Source.
<<<<
Big musical breakthroughs don’t come from a boardroom, they come from a bedroom, a basement, a space where creativity and innovation is the bottom line, not money.

Here are 5 tips from successful artists who started with little more than a lap top and a dream. They took the time to develop their chops, craft their unique creative vision, and eventually they got noticed… big time.

5. Jay Z – Be confident in your world view and then express the shit out of it

“…so for me, it’s just having the discipline, and the confidence in who I am. If I go into a studio and find my truth of the moment, there are a number of people in the world who can relate to what I’m saying, and are going to buy into what I’m doing. Not because it’s the new thing of the moment, but because it’s genuine emotion. It’s how I feel. This is how I articulate the world.”(From Forbes, Sept 23, 2010)

4. Deadmau5 – Focus on your sound first, if it’s good, the rest will follow

“We didn’t even get approached too hard for big deals really and I wasn’t interested in signing for a major. It was all very Beatport-orientated, as I really wanted to sustain my own business rather than being owned by a label. I was just trickling releases out slowly and building the Deadmau5 brand slowly. There was never this big marketing machine behind it, or anything like that.” (From Music Radar, February 13th, 2013)

3. Grimes – Blend accessibility with experimentation

“I think what pop is lacking is experimentation and meaning… Pop shouldn’t be lowbrow and contained. A lot of music tends to be really accessible but emotionally limited, or pretty experimental. When I make music the number one priority is to feel good and then challenge listeners secondarily. I want it to be interesting and experimental because otherwise what’s the point in doing it if you do the same shit every time?” (From Exclaim! Magazine, Feb 27, 2012)
>>>>
Task brief.
Answer these questions from the artist tips piece:
(a) According to the opening, what did the successful artists start with?
(b) Deadmau5 says his releases were oriented toward which platform?
(c) Grimes's quote comes from which publication, and on what date?

Records contained in a dataset
<<<<
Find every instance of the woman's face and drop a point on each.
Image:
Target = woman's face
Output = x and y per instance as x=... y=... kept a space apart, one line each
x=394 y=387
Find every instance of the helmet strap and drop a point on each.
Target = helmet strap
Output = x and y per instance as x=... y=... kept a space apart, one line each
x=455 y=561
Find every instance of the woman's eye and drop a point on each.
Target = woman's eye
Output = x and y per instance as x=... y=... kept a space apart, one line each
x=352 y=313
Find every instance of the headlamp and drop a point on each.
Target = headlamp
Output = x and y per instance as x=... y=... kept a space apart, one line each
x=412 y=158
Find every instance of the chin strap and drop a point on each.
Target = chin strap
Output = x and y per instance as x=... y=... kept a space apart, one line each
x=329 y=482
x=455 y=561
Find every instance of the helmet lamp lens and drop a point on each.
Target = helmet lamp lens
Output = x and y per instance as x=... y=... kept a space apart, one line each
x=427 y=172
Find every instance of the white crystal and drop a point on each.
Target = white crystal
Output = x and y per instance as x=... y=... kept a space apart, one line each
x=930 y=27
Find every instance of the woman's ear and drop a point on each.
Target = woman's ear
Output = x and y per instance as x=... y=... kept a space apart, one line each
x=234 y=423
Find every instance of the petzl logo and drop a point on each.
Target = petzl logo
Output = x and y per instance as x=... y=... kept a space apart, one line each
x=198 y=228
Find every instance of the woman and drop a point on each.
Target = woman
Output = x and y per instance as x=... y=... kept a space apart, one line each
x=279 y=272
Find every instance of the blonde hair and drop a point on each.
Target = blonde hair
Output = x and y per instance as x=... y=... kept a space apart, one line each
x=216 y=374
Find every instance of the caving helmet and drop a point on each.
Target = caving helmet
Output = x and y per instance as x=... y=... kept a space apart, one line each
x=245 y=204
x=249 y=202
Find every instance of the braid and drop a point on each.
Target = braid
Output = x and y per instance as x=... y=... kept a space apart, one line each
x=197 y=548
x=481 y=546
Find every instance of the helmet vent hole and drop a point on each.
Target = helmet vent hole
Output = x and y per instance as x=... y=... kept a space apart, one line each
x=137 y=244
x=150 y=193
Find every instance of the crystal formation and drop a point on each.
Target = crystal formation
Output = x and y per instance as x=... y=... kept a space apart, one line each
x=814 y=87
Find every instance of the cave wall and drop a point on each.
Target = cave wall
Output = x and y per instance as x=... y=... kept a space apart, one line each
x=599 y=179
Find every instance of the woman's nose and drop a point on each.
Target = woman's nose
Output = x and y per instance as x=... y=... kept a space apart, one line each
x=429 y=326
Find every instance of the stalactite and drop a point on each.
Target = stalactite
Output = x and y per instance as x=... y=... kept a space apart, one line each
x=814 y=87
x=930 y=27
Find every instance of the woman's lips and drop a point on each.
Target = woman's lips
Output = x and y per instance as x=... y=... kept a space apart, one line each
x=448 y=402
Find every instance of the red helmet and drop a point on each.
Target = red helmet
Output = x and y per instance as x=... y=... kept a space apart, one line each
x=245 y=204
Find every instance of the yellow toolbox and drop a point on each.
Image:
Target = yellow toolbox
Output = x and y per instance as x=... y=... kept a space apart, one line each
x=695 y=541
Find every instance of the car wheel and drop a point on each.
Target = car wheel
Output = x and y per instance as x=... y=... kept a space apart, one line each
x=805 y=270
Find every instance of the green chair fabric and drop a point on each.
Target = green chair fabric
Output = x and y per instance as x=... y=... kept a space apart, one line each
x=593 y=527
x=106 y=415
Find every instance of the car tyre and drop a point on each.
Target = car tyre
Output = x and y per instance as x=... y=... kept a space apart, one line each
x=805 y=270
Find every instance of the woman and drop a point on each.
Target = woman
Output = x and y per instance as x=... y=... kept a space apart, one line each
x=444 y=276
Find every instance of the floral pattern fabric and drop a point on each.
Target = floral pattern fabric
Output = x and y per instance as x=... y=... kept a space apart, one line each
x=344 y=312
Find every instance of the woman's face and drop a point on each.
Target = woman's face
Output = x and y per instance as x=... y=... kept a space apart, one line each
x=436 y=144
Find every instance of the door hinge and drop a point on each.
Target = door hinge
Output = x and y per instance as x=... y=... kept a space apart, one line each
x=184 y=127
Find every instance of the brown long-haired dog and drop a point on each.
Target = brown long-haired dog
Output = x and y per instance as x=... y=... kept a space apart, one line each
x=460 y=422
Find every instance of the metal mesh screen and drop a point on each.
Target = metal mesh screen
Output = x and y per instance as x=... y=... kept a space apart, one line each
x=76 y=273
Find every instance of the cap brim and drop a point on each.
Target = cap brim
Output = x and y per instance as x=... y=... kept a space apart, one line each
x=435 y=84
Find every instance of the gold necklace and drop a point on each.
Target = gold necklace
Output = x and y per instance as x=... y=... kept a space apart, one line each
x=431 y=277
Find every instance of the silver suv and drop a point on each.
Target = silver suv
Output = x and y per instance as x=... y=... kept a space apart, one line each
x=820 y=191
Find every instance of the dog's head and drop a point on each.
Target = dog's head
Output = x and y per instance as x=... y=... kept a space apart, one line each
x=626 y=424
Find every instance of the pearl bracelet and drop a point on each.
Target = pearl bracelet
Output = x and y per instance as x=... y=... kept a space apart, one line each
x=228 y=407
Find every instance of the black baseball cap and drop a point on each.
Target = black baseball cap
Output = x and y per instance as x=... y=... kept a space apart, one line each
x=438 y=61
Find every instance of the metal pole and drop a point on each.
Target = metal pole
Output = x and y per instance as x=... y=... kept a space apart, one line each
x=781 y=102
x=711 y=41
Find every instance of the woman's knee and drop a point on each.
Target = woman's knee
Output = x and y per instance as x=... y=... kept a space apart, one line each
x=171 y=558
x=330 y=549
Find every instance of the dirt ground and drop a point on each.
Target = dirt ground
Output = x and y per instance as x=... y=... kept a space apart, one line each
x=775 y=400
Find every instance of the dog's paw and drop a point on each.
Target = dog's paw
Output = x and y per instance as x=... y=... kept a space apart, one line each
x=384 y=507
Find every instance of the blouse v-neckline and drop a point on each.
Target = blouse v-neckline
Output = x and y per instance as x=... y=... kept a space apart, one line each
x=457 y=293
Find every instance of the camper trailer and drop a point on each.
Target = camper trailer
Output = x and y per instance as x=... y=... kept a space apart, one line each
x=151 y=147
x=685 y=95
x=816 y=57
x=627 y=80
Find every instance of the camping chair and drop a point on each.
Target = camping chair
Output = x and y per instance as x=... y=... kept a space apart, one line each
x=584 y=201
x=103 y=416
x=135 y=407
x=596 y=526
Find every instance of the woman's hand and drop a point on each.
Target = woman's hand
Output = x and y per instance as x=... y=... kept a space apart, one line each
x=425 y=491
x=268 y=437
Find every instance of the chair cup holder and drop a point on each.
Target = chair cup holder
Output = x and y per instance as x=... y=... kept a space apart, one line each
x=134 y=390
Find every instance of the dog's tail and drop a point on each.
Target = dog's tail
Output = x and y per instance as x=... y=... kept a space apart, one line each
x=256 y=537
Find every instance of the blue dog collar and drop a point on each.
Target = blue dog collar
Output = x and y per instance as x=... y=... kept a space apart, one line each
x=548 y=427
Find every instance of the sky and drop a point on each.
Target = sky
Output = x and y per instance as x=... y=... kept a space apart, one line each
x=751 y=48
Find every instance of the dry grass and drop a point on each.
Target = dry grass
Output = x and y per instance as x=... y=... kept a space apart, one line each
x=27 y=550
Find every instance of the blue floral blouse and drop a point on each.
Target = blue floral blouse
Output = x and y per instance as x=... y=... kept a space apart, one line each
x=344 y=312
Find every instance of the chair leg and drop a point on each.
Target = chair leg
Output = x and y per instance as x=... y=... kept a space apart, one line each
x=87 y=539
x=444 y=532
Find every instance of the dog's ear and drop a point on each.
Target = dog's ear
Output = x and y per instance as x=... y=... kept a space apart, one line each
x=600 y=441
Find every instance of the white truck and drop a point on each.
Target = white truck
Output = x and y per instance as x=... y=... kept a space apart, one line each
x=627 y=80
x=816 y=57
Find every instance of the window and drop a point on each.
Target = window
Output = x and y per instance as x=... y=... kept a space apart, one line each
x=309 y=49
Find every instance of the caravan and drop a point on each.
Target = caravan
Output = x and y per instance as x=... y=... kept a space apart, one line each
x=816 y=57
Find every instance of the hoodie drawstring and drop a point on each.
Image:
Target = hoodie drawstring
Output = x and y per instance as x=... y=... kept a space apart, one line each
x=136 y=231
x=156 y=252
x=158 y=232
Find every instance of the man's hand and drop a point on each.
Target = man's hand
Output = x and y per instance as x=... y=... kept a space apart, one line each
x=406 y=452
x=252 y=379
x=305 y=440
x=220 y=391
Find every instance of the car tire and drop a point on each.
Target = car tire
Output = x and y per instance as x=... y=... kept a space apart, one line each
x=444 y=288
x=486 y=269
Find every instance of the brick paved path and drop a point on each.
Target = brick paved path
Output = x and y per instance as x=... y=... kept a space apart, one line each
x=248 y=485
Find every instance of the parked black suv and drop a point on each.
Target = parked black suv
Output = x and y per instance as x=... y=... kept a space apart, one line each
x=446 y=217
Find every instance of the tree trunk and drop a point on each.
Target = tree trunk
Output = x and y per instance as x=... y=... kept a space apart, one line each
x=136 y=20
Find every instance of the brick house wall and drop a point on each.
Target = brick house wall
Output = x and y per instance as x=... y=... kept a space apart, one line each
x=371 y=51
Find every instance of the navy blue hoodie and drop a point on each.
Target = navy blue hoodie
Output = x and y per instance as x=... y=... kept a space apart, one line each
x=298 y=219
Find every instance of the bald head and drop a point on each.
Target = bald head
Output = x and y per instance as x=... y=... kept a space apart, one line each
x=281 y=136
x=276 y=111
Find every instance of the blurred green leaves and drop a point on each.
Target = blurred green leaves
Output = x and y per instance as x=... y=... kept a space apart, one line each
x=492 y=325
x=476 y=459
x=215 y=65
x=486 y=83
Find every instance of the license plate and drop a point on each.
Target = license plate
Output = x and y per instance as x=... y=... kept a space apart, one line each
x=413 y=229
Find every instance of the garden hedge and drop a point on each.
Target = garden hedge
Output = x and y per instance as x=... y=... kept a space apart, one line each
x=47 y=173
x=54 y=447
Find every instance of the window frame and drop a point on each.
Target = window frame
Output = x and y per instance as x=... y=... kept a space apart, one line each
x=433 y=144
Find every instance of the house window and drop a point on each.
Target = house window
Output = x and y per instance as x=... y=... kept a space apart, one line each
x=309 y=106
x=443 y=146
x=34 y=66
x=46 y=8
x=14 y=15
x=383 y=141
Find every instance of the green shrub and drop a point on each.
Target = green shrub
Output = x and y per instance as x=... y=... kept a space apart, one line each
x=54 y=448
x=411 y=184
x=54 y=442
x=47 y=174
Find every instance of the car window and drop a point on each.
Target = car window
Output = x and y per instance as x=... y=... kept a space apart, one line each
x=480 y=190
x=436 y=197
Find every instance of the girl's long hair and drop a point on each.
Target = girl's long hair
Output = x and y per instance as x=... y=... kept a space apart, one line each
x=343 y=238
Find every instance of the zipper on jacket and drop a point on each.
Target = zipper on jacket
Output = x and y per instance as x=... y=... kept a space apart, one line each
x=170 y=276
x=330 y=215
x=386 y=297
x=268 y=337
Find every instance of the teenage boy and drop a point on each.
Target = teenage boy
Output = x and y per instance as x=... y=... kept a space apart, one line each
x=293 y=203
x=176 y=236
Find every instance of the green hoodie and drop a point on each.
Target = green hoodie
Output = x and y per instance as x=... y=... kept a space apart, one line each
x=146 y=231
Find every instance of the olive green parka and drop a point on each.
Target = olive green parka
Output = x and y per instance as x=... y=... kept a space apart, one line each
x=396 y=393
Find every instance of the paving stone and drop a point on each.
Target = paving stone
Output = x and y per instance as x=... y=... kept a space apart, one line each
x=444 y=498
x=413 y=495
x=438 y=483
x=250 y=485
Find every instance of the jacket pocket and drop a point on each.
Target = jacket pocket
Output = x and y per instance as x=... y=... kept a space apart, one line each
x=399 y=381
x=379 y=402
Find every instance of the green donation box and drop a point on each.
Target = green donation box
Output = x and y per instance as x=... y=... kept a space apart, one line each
>>>>
Answer below.
(a) Little more than a lap top and a dream.
(b) Beatport.
(c) Exclaim! Magazine, Feb 27, 2012.